ACTIVITY: As the answer, set down the lines below from the one containing "Place one point on every instance of the police" through the one containing "Place one point on every instance of the pedestrian", exactly and inclusively, and no others.

MATERIAL FOR THIS TASK:

◇ ◇ ◇ ◇

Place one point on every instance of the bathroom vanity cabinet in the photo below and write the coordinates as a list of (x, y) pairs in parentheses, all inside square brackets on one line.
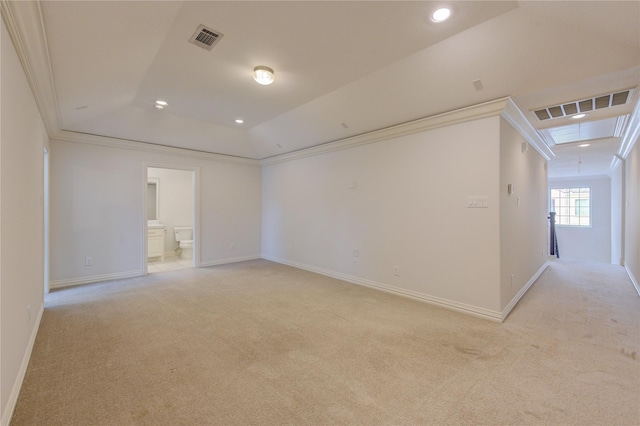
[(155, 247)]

◇ ◇ ◇ ◇

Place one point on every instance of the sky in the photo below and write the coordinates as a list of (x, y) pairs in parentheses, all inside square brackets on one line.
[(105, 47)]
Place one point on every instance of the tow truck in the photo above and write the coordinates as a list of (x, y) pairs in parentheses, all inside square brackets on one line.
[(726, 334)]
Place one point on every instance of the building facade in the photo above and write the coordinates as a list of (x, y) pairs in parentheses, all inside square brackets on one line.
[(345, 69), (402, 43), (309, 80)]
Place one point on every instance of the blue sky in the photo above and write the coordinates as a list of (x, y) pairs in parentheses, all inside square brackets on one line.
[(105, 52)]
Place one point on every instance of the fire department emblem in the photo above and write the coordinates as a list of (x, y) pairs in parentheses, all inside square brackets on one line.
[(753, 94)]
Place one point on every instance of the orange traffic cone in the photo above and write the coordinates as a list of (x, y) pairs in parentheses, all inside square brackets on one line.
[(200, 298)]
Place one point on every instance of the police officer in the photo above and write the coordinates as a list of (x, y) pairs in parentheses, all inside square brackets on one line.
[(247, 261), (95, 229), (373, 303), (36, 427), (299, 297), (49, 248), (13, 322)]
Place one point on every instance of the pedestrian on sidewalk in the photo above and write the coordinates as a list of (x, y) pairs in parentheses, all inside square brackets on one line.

◇ ◇ ◇ ◇

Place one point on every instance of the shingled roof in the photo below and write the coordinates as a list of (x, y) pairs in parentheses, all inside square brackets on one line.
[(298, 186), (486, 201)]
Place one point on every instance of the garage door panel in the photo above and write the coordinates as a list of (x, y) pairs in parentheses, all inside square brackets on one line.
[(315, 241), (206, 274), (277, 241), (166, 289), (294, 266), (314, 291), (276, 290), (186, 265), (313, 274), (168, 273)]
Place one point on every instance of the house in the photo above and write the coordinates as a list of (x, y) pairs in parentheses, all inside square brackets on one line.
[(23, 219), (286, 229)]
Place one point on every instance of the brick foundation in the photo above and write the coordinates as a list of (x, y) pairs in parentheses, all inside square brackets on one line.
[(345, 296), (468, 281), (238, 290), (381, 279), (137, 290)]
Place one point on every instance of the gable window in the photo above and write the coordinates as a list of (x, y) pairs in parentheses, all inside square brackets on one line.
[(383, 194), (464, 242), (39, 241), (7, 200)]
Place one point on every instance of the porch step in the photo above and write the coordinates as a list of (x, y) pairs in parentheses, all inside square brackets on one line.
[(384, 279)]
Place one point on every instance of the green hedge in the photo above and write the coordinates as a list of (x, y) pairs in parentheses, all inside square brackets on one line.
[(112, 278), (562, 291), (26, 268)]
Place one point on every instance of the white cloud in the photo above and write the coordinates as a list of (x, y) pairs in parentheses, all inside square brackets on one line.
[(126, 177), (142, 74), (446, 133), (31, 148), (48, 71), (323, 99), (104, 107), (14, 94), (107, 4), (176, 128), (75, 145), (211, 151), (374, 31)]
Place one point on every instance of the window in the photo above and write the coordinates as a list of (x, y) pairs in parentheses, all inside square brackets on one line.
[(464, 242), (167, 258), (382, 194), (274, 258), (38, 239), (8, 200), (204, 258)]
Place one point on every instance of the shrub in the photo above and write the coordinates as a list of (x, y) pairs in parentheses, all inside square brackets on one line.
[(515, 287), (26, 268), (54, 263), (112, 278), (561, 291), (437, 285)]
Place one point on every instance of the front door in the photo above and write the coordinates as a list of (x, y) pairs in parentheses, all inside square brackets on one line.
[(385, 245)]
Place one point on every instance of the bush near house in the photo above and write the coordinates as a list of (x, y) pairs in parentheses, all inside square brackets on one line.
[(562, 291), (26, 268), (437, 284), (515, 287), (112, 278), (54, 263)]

◇ ◇ ◇ ◇

OUTPUT FOR THIS TASK:
Place one point on every instance of the police officer in the photo above and write the coordinates as a list of (x, y) pairs in parentheses, all inside square brackets on one line.
[(247, 261), (95, 229), (373, 303), (36, 427), (299, 297), (49, 248), (13, 322)]
Place one point on every instance of the pedestrian on sidewalk in the photo above and write the coordinates as a list of (x, y) pairs in parentheses, all inside square brackets on one line.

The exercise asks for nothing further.